The next step will be preparing some code that monitors our endpoint:

from prometheus_client import Histogram

HTTP_REQUEST_DURATION = Histogram(
    "http_request_duration",
    "Requests durations",
    ["method", "url", "code"],
    buckets=[0.01, 0.1, 0.5, 2, float("inf")],
)

def observe_http(func):
    def wrapper(*args, **kwargs):
        start = time.time()
        response = func(*args, **kwargs)
        end = time.time()
        HTTP_REQUEST_DURATION.labels(
            method=request.method,
            code=response.status_code,
            url=request.url,
        ).observe(end - start)
        return response
    return wrapper

@app.route("/synthetic")
@observe_http
def synthetic():
    ...

The HTTP /synthetic endpoint is decorated by observe_http function that collects HTTP_REQUEST_DURATION metric. For our histogram we declared:

three labels: method, code, url (that metric can be grouped by)
five buckets:
- less than 10ms
- less than 100ms
- less than 500ms
- less than 2s
- less than infinity

The above histogram provides us with a metric for each bucket with _bucket suffix but also _count and _sum metrics.

Service Level Indicator

When designing a solution it is important to specify measurable targets/goals of the working system. These targets can help to determine the level of reliability of the system (e.g. by users).

Service Level Indicator (SLI) is a quantitative measure of some aspects of the level of service that is provided, e.g. number of errors, latency, availability, etc. The RED (Rate, Errors, Duration) method is one of the widely known techniques that can serve as a source of SLIs. It consists of:

Rate - number of requests per second

sum(rate(http_request_duration_count{job="web-app"}[1m]))

Errors - the number of those requests that are failing

sum(rate(http_request_duration_count{job="web-app",
status_code=~”5..”}[1m]))

Duration - the amount of time those requests take

histogram_quantile(0.99, sum(rate(http_request_duration_bucket
{job="web-app"}[1m])) by (le))

If you want to get more understanding of this approach, I would highly recommend Tom Wilkie talk about how to instrument services.

WHAT YOU WILL DO »
• 1. Summarize the monitoring passage in two sentences.
• 2. Write what follows in the monitoring passage, picking up after its final sentence.

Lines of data
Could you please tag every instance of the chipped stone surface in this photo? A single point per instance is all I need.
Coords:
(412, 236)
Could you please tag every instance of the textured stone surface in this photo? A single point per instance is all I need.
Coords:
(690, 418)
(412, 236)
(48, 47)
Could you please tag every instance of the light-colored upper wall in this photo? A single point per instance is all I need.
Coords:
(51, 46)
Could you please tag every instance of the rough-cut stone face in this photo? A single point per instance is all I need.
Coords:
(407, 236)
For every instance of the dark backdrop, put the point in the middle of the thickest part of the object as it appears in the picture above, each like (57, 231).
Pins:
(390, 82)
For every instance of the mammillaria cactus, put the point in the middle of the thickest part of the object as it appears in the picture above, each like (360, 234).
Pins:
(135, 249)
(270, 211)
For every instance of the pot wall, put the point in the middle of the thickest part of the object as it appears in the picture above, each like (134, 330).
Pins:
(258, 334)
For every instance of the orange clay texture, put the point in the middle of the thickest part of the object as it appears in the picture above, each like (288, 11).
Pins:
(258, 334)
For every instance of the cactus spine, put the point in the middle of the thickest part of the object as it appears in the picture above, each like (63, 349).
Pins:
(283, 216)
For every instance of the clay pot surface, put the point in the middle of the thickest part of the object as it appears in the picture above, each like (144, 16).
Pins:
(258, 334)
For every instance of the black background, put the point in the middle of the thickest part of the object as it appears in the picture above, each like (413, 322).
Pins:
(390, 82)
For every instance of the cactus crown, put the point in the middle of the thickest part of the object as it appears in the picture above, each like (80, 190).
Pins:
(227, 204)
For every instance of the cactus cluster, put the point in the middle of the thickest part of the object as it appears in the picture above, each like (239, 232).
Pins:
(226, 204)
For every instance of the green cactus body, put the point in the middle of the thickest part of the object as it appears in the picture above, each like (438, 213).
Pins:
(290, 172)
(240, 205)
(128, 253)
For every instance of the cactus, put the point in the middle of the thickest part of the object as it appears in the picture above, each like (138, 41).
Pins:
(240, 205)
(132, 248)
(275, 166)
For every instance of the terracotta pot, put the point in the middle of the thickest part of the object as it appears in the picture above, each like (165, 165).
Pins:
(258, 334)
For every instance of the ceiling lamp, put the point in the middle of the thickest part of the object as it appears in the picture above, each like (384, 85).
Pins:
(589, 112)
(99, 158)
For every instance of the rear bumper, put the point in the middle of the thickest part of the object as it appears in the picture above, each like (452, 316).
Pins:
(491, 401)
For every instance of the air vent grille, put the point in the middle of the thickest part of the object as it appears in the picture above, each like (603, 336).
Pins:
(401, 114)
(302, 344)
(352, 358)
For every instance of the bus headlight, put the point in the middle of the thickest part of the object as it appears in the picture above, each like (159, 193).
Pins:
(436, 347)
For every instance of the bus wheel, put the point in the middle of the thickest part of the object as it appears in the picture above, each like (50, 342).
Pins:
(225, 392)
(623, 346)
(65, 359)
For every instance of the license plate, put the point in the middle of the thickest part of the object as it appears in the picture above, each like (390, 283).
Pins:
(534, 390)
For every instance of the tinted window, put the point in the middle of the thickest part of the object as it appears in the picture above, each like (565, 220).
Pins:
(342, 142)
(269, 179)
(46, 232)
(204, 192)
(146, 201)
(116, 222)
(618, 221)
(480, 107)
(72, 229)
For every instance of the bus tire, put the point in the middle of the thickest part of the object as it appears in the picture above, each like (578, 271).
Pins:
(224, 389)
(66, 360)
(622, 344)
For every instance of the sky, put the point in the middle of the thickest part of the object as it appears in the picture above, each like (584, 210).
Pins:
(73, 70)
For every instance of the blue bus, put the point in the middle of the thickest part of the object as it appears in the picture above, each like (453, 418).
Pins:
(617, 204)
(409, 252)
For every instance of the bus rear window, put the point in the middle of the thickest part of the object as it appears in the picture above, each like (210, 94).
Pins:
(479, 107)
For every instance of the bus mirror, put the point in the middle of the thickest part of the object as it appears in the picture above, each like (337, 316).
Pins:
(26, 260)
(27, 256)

EXPECTED ANSWERS »
• 1. The monitoring passage presents code in which an observe_http function decorates a /synthetic HTTP endpoint and records request durations in a Prometheus histogram that has method, code, and url labels and five buckets ranging from under 10ms to under infinity. It then defines a Service Level Indicator as a quantitative measure of some aspect of the service provided and describes the RED method (Rate, Errors, Duration) as a widely known source of SLIs, giving a query for each of the three measures.

• 2.
While the RED method can function as an SLI, it is usually recommended (see Google SRE book) to take SLI as the ratio of two numbers: the number of good events (e.g. with a response code different from 5xx) divided by the total number of events. Thanks to it our indicator is always between 0 and 1, and we can easily set a target for our system - Service Level Objective (SLO), e.g 98% requests without errors. It enables us to trigger alerts when our system reaches a level that is below our SLO. The value for SLOs must be carefully chosen to avoid excessive alert calls but guarantee that system is stable at a promised level.

Conclusion

The article has covered the Prometheus server setup, web application exporter, and HTTP traffic metrics. Additionally, the article has introduced the Service Level Indicator (SLI) and Service Level Objective (SLO) concepts, which can help determine the level of reliability of a system.

Although this post covers some aspects of system monitoring based on metrics, there is a lot more that should be done to have an application production ready. Prometheus is a really good tool for metrics gathering. However, it may not best choice for visualization and alerting. For that need, we should probably turn to Grafana and Alertmanager.

All stuff covering Prometheus setup and web application code can be found in the GitHub repo. If you want to dive deeper into Prometheus I strongly recommend this course.

I hope it would be helpful.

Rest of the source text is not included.